The tax-exempt market got off to a strong start Monday as trading activity was busy in the morning. By the afternoon, the secondary quieted as market participants prepared for the mid-week holiday.

"It's dead," a Chicago trader said. "Shops are half staffed and either trading today or tomorrow or the end of the week. And with only $60 million on the calendar, it's one of the lowest ever."

While activity has slowed, munis are still cheap relative to Treasuries, he added. "Percentage-wise, we are dirt cheap, " he said. "And we are set up to outperform through July and see ratios come down a little. I think there is a decent amount of redemption money and the technicals seem supportive of product."

Other traders said activity was waning. "It's definitely starting to slow down," a San Francisco trader said. "We have a $60 million calendar and we technically have a full day tomorrow, but equities have a short day so that could clear a lot of places out."

The market was busier Monday morning. "There is buying," a New York trader said. "I think today is going to be the busiest for the week."

Munis ended steady to stronger Monday, according to the Municipal Market Data scale. Yields inside four years were unchanged while the five- to 14-year yields fell one basis point. Outside 15 years, yields were flat.

The 10-year yield fell one basis point to 1.85%. The two-year ended steady at 0.32% for the 22nd straight session, while the 30-year yield finished flat at 3.16% for the seventh session.

Treasuries were much stronger Monday morning. The benchmark 10-year yield and the 30-year yield each dropped six basis points to 1.59% and 2.70%, respectively. The two-year yield fell one basis point to 0.31%.

In the primary market, Citi won the bid for $38 million of Tulsa County, Okla., Independent School District combined-purpose bonds, in what is expected to be one of the larger deals of the week. The bonds are rated Aa2 by Moody's Investors Service and AA by Standard & Poor's. They yielded 1.15% with a 1.5% coupon in 2015. Credits maturing between 2014 and 2016 were not formally reoffered.

In the secondary market Monday, trades compiled by data provider Markit showed a mix of firming and weakening. Yields on San Francisco Public Utilities Commission 4s of 2041 and San Antonio Electric and Gas Systems 5s of 2023 each fell two basis points to 4.09% and 2.39%.

But yields on Dormitory Authority of the State of New York 5s of 2026 and Georgia 5s of 2021 each jumped three basis points to 2.95% and 1.72%. Yields on Connecticut 5.25s of 2017 rose one basis point to 1.05%.

So far this year, muni-to-Treasury ratios have risen as munis underperformed Treasuries and became comparatively cheaper, at least for short to intermediate maturities. The five-year ratio jumped to 114.7% on Monday from 98.9% on Jan. 3. The 10-year ratio rose to 116.4% from 96.4% at the start of the year.

Muni-to-Treasury ratios have fallen on the long end as munis outperformed Treasuries and became relatively more expensive. The 30-year ratio dropped to 117% on Monday from 119.4% at the beginning of January.

The slope of the yield curve flattened so far this year as demand outweighed supply. The one- to 30-year slope flattened to 296 basis points on Monday from 332 basis points at the beginning of the year.

→ What is needed
Continue the municipal bond market report from its final sentence onward. The listing that follows has no connection to the municipal bond market report above.

→ Excerpted records

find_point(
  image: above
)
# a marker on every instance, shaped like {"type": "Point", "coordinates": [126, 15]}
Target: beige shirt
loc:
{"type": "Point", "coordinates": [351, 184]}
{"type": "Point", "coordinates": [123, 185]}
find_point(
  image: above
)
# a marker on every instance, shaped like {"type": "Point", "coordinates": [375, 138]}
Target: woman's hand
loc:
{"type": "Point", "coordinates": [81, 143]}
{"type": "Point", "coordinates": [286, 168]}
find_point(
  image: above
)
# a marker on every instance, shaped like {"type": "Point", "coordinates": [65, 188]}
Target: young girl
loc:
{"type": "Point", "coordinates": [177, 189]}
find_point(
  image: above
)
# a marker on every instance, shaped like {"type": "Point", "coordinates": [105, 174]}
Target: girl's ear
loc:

→ The response
Credit spreads also compressed during this year. The two-year triple-A to single-A spread compressed to 39 basis points on Monday from 56 basis points at the beginning of the year. The 10-year spread flattened to 79 basis points from 96 basis points at the start of the year. The 30-year spread dropped to 80 basis points on Monday from 89 basis points on Jan 3.

Over the past few weeks, the municipal market experienced very little volatility as yields remained mostly flat, analysts at Citi said.

"Even in states such as New York, which saw an unusually large amount of paper come to market over the past week, the resulting extra pressure on yields was quite modest," wrote muni analyst George Friedlander.

The amount of cash on the sidelines has helped stabilized muni yields despite the increased issuance over the past weeks. "It is, of course, difficult to make the case that munis are currently 'cheap' but we would also note that more and more individual investor cash is piling up on the sidelines, a factor that should keep yields from rebounding sharply unless Treasuries yields do so," he wrote.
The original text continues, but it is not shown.